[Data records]
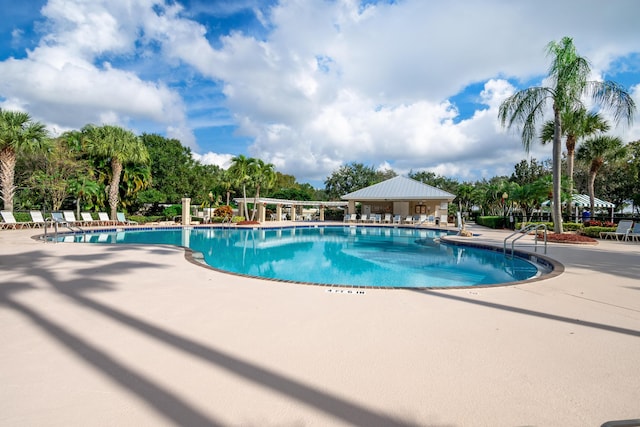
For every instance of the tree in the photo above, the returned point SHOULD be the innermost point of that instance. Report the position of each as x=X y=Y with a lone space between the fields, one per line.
x=172 y=167
x=18 y=134
x=263 y=176
x=349 y=178
x=441 y=182
x=529 y=172
x=596 y=152
x=240 y=170
x=119 y=147
x=568 y=76
x=576 y=124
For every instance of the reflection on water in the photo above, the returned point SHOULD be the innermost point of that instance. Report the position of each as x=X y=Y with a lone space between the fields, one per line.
x=357 y=256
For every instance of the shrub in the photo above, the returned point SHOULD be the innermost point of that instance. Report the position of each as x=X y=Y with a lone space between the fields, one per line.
x=223 y=211
x=595 y=231
x=491 y=221
x=172 y=211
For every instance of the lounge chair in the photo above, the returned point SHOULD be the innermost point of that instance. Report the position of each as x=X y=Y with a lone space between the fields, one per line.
x=634 y=233
x=104 y=219
x=123 y=220
x=37 y=220
x=70 y=218
x=624 y=226
x=10 y=221
x=58 y=218
x=87 y=219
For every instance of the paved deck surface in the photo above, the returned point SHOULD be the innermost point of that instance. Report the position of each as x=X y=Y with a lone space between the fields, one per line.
x=101 y=335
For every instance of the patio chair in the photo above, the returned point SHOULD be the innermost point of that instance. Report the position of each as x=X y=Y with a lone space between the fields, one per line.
x=123 y=220
x=58 y=218
x=10 y=221
x=87 y=219
x=37 y=220
x=70 y=218
x=624 y=226
x=104 y=219
x=634 y=233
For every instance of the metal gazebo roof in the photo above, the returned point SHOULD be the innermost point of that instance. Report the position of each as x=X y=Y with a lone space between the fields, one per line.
x=582 y=201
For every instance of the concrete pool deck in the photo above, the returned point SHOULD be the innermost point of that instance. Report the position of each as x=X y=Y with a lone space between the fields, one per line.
x=136 y=335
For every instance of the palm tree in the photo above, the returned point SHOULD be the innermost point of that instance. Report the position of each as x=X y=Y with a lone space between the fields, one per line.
x=264 y=176
x=568 y=75
x=119 y=147
x=18 y=134
x=226 y=182
x=576 y=124
x=596 y=152
x=240 y=170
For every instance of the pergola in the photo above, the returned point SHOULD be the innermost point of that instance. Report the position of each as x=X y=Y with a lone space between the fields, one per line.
x=262 y=203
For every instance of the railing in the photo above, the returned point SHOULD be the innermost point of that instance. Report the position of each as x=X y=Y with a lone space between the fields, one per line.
x=523 y=232
x=54 y=223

> [Task directions]:
When a record holds a picture, leave that picture out; copy the rest verbatim.

> [Answer space]:
For every instance of the tree in the photo above, the returned point SHOULD be the innermost point of that instance. Report the position of each as x=X y=Y with a lone space between the fields, one per line.
x=172 y=167
x=18 y=134
x=263 y=176
x=349 y=178
x=441 y=182
x=529 y=172
x=596 y=152
x=240 y=170
x=119 y=147
x=568 y=76
x=576 y=124
For every instance of the reflection on water in the photo above, the returned point SHOULD be the innermost point of that instance. Report the position of each as x=X y=Y with a lone space between the fields, one per line.
x=357 y=256
For every instance of the shrub in the photo above, the returned point SHOULD be the innermost point of that instance. Report the position of each as x=X y=Y with a lone space between the fields, one per line.
x=223 y=211
x=595 y=231
x=491 y=221
x=172 y=211
For every instance of the lounge chair in the photo above, the returned point SHOULD be the innermost point of that instance. Report the position of each as x=X y=Y with a lone space between the fields, one per line.
x=634 y=233
x=104 y=219
x=123 y=220
x=37 y=220
x=70 y=218
x=624 y=226
x=10 y=221
x=58 y=218
x=87 y=219
For every instance of the paved deck surface in the photo above, the returned point SHOULD be the innermost point of that instance. Report the position of each as x=X y=Y with a lone space between the fields, one per line.
x=101 y=335
For every instance of the patio chair in the photo above, the returned point SHOULD be the innermost point of that instance. Report the position of each as x=X y=Y with a lone space between the fields, one per line.
x=123 y=220
x=58 y=218
x=10 y=221
x=87 y=219
x=37 y=220
x=70 y=218
x=624 y=226
x=104 y=219
x=634 y=233
For every instance of the metal gazebo roof in the photo above, the returned point SHOULD be the innermost point of that instance. Report the position of each as x=X y=Y with a lone space between the fields, one per line.
x=582 y=201
For every instance of the concrete pool deck in the photo above, the returned point SHOULD be the innermost point of that instance. Report the position of each as x=X y=Y with a lone space between the fields, one per line.
x=136 y=335
For every instance of the palm tree in the photo above, the returned point SHOULD be the innermost point of that instance. Report the position of each as x=X y=Y with a lone space between the fields, one per line.
x=264 y=176
x=568 y=75
x=119 y=147
x=18 y=134
x=226 y=182
x=576 y=124
x=596 y=152
x=240 y=170
For every instance of the pergola in the photo above, the returned point SHOULD be the innermost point of that instance. Report the position of each as x=X y=Y with a lone space between the fields, one per line.
x=262 y=203
For every instance of the railing in the photo above, the returned point SHOULD be the innermost point of that instance. Report the position of each as x=X y=Y with a lone space between the fields, one per line.
x=523 y=232
x=54 y=223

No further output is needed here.